### AIM 1
In the PPC audit checklist, recast the paragraph beginning "Waste shows up when spend goes" as a bulleted list with one item for each kind of keyword problem it describes.

**** PASSAGE TO READ

KKeyword Command Editorial
2026-06-11
10 min read

A reusable PPC audit checklist for finding keyword waste, fixing intent mismatches, and spotting expansion opportunities.

A keyword audit is one of the simplest ways to improve paid search efficiency without rebuilding an account from scratch. This checklist is designed to be reused whenever performance shifts, budgets tighten, search behavior changes, or a campaign needs room to grow. You will find a practical framework for reviewing keyword performance, spotting waste, tightening match intent, expanding high-value coverage, and documenting fixes in a way that makes the next audit faster.

Overview

A strong PPC audit checklist is not just a list of metrics. It is a repeatable method for deciding which keywords deserve more budget, which terms need tighter controls, and which areas of the account are underdeveloped. In practice, most keyword problems fall into three categories: waste, misalignment, and missed opportunity.

Waste shows up when spend goes to search terms that are irrelevant, too broad, too early in the funnel, or simply unlikely to convert at an acceptable cost. Misalignment happens when the keyword, ad, and landing page do not match the searcher’s intent closely enough. Missed opportunity appears when useful queries are trapped inside search term reports, buried in broad match traffic, or grouped so loosely that they never earn focused bids and messaging.

For a keyword performance audit, start with a defined review window. A recent period is useful for detecting changes, while a longer comparison period helps you avoid overreacting to short-term noise. Then review keywords at four levels:

  • Account level: Are themes duplicated, fragmented, or missing?
  • Campaign level: Are priorities, budgets, and match type strategies aligned with goals?
  • Ad group level: Are keyword clusters tight enough to support relevant ads and landing pages?
  • Search term level: What are people actually typing, and does it match your intent targets?

Use this checklist with core PPC analytics in mind: impressions, clicks, click-through rate, cost, conversions, conversion rate, cost per conversion, and value-based metrics where available. The point is not to chase every fluctuation. The point is to classify keywords into actions such as expand, isolate, reduce, negate, rewrite, or pause.

If your workflow feels fragmented, this is often where keyword management tools can help. They will not make judgment calls for you, but they can make the audit easier to repeat.

Checklist by scenario

Use the scenario that best matches the account condition you are dealing with. In many audits, you will end up using several of them together.

1. When spend is high but conversions are weak

This is the most common trigger for a paid search audit. The goal is to identify whether the issue is query quality, poor keyword structure, or weak alignment after the click.

  • Pull a search term report and sort by spend with low or no conversions.
  • Mark terms that are clearly irrelevant and add them to a negative keyword list.
  • Review broad and phrase match keywords that generated off-theme traffic.
  • Check if expensive generic keywords are absorbing budget that should go to higher-intent terms.
  • Compare conversion rate by match type and by keyword theme.
  • Look for intent mismatch: informational searches landing on transactional pages, or vice versa.
  • Review ad copy and landing pages for the worst-performing keyword clusters.
  • Decide whether to pause, lower bids, segment, or add negatives.

A useful rule of thumb is to avoid treating all non-converting keywords the same. Some need more data. Some are introducing useful discovery traffic. Others are simply poor fits. The audit should separate those groups.

2. When click-through rate is low

Low CTR does not always mean a keyword is bad, but it often signals weak relevance or weak ad positioning. For a keyword audit for Google Ads, start by asking whether the searcher would immediately recognize that your ad answers the query.

********
**** SUPPLIED RECORDS

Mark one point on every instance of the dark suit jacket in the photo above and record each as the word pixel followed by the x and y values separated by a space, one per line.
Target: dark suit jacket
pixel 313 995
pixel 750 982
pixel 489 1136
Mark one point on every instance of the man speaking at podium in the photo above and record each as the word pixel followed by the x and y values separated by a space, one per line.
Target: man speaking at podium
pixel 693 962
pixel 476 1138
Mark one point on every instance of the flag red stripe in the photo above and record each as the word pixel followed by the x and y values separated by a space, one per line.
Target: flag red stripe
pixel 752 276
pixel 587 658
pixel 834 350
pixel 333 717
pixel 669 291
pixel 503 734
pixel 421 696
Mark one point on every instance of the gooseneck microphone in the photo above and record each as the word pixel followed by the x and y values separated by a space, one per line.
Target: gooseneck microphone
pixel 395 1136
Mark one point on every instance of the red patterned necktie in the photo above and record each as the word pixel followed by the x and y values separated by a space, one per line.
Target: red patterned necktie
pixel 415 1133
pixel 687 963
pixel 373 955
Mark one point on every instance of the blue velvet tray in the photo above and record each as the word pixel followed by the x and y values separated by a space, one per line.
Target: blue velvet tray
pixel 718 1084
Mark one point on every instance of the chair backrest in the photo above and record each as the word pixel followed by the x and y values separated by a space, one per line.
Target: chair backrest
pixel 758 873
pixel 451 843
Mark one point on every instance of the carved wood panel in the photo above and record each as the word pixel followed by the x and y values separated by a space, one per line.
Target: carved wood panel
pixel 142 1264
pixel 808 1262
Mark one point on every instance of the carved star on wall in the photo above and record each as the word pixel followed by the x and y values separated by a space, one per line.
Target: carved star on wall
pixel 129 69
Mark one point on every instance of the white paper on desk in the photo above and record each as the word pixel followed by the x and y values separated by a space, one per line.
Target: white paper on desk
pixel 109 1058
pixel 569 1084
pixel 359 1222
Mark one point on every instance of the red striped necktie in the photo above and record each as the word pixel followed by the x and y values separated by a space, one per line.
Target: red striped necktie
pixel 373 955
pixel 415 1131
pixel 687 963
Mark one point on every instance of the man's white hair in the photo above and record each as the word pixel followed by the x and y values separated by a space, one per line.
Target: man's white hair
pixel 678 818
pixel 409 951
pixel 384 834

********

### AIM 2
Express the lines of the records between the line holding "Mark one point on every instance of the carved star" and the line holding "pixel 359 1222", inclusive, as a JSON list of strings, one string per line.

### CORRECT RESPONSE 1
- Waste: spend goes to search terms that are irrelevant, too broad, too early in the funnel, or unlikely to convert at an acceptable cost.
- Misalignment: the keyword, ad, and landing page do not match the searcher's intent closely enough.
- Missed opportunity: useful queries are trapped inside search term reports, buried in broad match traffic, or grouped so loosely that they never earn focused bids and messaging.

### CORRECT RESPONSE 2
[
  "Mark one point on every instance of the carved star on wall in the photo above and record each as the word pixel followed by the x and y values separated by a space, one per line.",
  "Target: carved star on wall",
  "pixel 129 69",
  "Mark one point on every instance of the white paper on desk in the photo above and record each as the word pixel followed by the x and y values separated by a space, one per line.",
  "Target: white paper on desk",
  "pixel 109 1058",
  "pixel 569 1084",
  "pixel 359 1222"
]